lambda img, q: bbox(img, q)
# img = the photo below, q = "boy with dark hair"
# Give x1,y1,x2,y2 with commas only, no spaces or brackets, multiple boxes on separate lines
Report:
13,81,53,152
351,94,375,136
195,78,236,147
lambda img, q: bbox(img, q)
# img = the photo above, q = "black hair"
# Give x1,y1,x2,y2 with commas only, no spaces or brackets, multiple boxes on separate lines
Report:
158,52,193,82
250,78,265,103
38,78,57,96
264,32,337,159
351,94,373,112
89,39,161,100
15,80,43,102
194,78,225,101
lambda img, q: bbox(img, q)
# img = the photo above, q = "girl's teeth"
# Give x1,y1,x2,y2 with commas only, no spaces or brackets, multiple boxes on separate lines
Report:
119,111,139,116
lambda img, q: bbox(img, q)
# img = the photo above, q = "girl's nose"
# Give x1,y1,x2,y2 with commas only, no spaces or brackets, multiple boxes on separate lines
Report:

******************************

■ **Direction**
Count the lines in the rows above that contain the string "girl". Reply with the number alone.

■ **Result for this task**
2